Le président de la République du Sénégal Bassirou Diomaye FAYE est en visite à Paris. Il s’agit de sa première, 03 mois après sa brillante élection. Une rupture très remarquable par rapport à la tradition, pour un président sénégalais fraichement élu. Cette visite est diversement interprétée par la presse et par cette pléthore de panafricanistes numériques qui envahissement la toile.

D’ailleurs, certains « agents ambulants » qui n’existent que dans la confusion et dans l’amalgame, ont voulu créer un vrai faux problème dans les réseaux sociaux autour d’un tweet de France24 disant : « le sénégalais Diomaye Faye », suivi d’une réplique de la RTS écrivant «le français Emmacron Macron».

A vrai dire, le sénégalais de Lompoul, n’accorde aucun intérêt à ce jeu de ping pong que d’aucuns cherchent à créer entre Dakar et Paris. Les Sénégalais s’attendent plutôt avec impatience, à des tweets sur des baisses très significatives des prix des denrées de grandes consommations. Car, ils estiment que l’essentiel, est plus, dans les résultats positifs dans la gouvernance de Diomaye, que dans les titres et grades pompeux. Les Sénégalais préféreraient le «sénégalais Diomaye FAYE» travailleur, qu’à «Son Excellence Président de la République Diomaye FAYE» sans aucun bilan positif, au terme de son mandat. Le plus important, ce sont les actions et non les titres.

Cela nous permet d’évoquer les agissements malsains de tous ces thuriféraires dans les réseaux sociaux, qui se contentent d’accuser la France d’être le principal responsable de la pauvreté en Afrique. Très honnêtement, peut-on continuer à pleurnicher sur le sort des pays africains indépendants depuis 1960 ? En vérité, ce que la presse française appelle de « sentiment anti français » est juste imaginaire. Car, c’est faire un mauvais procès à la France lorsqu’on veut effacer d’un trait, la responsabilité de toutes les générations de dirigeants africains qui ont dirigé leurs pays depuis les indépendances.

Enregistrements de pointage

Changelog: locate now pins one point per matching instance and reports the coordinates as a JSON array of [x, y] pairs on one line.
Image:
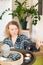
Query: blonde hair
[[7, 33]]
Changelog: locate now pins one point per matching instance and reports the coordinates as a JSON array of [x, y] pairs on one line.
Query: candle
[[27, 58]]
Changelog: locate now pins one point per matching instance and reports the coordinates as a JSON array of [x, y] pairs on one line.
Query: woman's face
[[13, 30]]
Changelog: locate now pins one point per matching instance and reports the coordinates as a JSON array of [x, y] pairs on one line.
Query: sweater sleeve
[[7, 41]]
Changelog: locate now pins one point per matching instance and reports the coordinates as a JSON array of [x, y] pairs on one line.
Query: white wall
[[4, 4]]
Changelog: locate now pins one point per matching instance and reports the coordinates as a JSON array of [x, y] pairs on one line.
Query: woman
[[14, 37]]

**CONSIGNES ET EXERCICES**
**a)** D'après le passage, quelle formule le tweet de France24 employait-il pour désigner le président ?
**b)** Indiquez si chacune des affirmations suivantes concorde avec le passage, en justifiant votre réponse par une citation textuelle : (i) les Sénégalais attendent des tweets annonçant des baisses de prix des denrées ; (ii) l'auteur considère comme réel le « sentiment anti français » évoqué par la presse française ; (iii) l'auteur tient la France pour seule responsable de la pauvreté en Afrique.
**c)** Reproduisez fidèlement un extrait du passage : commencez aux mots « Le président de » et arrêtez-vous après « envahissement la toile. ».

**RÉSULTATS ORDONNÉS**
**a)** « le sénégalais Diomaye Faye »

**b)**
(i) Oui : « Les Sénégalais s’attendent plutôt avec impatience, à des tweets sur des baisses très significatives des prix des denrées de grandes consommations. »
(ii) Non : « ce que la presse française appelle de « sentiment anti français » est juste imaginaire. »
(iii) Non : « c’est faire un mauvais procès à la France lorsqu’on veut effacer d’un trait, la responsabilité de toutes les générations de dirigeants africains qui ont dirigé leurs pays depuis les indépendances. »

**c)**
Le président de la République du Sénégal Bassirou Diomaye FAYE est en visite à Paris. Il s’agit de sa première, 03 mois après sa brillante élection. Une rupture très remarquable par rapport à la tradition, pour un président sénégalais fraichement élu. Cette visite est diversement interprétée par la presse et par cette pléthore de panafricanistes numériques qui envahissement la toile.